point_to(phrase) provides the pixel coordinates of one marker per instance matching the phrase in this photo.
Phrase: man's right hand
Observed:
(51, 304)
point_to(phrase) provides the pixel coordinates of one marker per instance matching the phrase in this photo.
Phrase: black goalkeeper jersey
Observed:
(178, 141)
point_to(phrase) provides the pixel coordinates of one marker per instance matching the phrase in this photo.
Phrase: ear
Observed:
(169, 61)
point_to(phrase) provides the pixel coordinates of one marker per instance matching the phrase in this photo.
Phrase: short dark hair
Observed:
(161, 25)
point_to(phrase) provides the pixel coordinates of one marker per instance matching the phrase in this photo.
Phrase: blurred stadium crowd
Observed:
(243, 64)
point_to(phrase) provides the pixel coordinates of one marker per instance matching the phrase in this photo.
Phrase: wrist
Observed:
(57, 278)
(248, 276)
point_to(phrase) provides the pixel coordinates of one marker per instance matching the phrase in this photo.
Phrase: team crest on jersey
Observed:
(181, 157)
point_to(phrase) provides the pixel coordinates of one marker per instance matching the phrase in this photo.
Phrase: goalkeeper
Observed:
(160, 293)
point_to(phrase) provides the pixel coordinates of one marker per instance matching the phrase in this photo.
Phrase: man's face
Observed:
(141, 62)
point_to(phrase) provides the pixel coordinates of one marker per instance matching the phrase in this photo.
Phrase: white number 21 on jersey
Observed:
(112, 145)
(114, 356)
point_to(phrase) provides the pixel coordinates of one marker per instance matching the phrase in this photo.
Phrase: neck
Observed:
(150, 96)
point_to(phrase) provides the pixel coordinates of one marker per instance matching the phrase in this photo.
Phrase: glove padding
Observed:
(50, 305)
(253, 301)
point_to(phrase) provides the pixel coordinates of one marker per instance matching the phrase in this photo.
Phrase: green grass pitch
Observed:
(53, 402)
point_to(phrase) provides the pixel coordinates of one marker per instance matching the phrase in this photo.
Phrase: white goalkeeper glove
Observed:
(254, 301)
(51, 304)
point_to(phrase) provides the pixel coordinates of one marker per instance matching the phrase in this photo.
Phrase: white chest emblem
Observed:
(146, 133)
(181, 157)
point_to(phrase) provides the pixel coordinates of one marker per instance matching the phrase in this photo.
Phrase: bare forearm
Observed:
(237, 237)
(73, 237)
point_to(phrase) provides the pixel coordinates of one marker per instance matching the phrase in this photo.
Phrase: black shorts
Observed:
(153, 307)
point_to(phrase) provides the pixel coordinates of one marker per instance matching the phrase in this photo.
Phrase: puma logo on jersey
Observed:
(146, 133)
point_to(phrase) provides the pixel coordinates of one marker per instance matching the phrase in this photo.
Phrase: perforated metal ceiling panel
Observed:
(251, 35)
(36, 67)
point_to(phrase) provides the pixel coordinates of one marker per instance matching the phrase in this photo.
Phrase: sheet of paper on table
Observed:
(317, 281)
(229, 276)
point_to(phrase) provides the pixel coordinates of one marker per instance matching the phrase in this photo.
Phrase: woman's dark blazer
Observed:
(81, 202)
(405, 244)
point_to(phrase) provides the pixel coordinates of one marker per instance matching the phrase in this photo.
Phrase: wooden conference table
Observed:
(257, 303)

- Prompt
Return every entry above with nothing altered.

- Result below
point_to(phrase) provides the pixel coordinates of one marker per instance matching the phrase in this photo.
Phrase: man's right hand
Observed:
(51, 304)
point_to(phrase) provides the pixel coordinates of one marker per instance matching the phrase in this photo.
Phrase: black goalkeeper jersey
Observed:
(178, 141)
point_to(phrase) provides the pixel coordinates of one marker per instance matching the phrase in this photo.
Phrase: ear
Observed:
(169, 61)
point_to(phrase) provides the pixel coordinates of one marker per instance matching the phrase in this photo.
Phrase: short dark hair
Observed:
(161, 25)
point_to(phrase) provides the pixel coordinates of one marker per instance matching the phrase in this photo.
Phrase: blurred stadium crowd
Observed:
(243, 64)
point_to(phrase) provides the pixel coordinates of one marker per instance matching the phrase in this photo.
Phrase: wrist
Observed:
(57, 278)
(248, 276)
point_to(phrase) provides the pixel coordinates of one marker per instance matching the phrase in this photo.
Phrase: team crest on jersey
Observed:
(181, 157)
point_to(phrase) provides the pixel coordinates of one marker per instance matching the phrase in this photo.
Phrase: goalkeeper
Observed:
(160, 293)
point_to(phrase) provides the pixel coordinates of one marker per instance matching the phrase in this photo.
Phrase: man's face
Observed:
(141, 62)
point_to(phrase) provides the pixel coordinates of one marker per instance matching the phrase in this photo.
Phrase: white number 21 on jersey
Observed:
(112, 145)
(114, 356)
point_to(phrase) provides the pixel coordinates of one marker per instance matching the phrase in this photo.
Phrase: neck
Observed:
(150, 96)
point_to(phrase) provides the pixel coordinates of one marker per instance matching the phrase in this photo.
Phrase: glove padding
Observed:
(50, 305)
(253, 301)
point_to(phrase) provides the pixel coordinates of one marker per instance matching the phrase in this photo.
Phrase: green grass pitch
Observed:
(53, 402)
point_to(phrase) provides the pixel coordinates of one marker per instance matching the phrase in this photo.
Phrase: white goalkeeper glove
Observed:
(254, 301)
(51, 304)
point_to(phrase) provides the pixel coordinates of one marker per instance matching the phrase in this photo.
Phrase: white chest emblem
Observed:
(146, 133)
(181, 157)
point_to(phrase) provides the pixel coordinates of one marker per instance matching the phrase in this photo.
Phrase: bare forearm
Observed:
(237, 237)
(73, 237)
point_to(phrase) provides the pixel coordinates of one marker per instance matching the phrase in this photo.
Phrase: black shorts
Observed:
(153, 307)
point_to(phrase) provides the pixel coordinates of one marker per instance matching the phrase in this photo.
Phrase: puma logo on jersey
Observed:
(146, 133)
point_to(phrase) provides the pixel coordinates of one marker per instance matching the phrase in this photo.
Phrase: perforated metal ceiling panel
Observed:
(251, 35)
(36, 67)
point_to(phrase) provides the pixel coordinates of one marker per instance matching the phrase in this photo.
Phrase: sheet of paper on table
Observed:
(317, 281)
(229, 276)
point_to(phrase) provides the pixel coordinates of one marker per instance matching the phrase in this photo.
Phrase: woman's dark blazer
Observed:
(81, 202)
(405, 244)
point_to(phrase) provides the pixel coordinates of one marker per instance matching the phrase in this photo.
Phrase: wooden conference table
Observed:
(257, 303)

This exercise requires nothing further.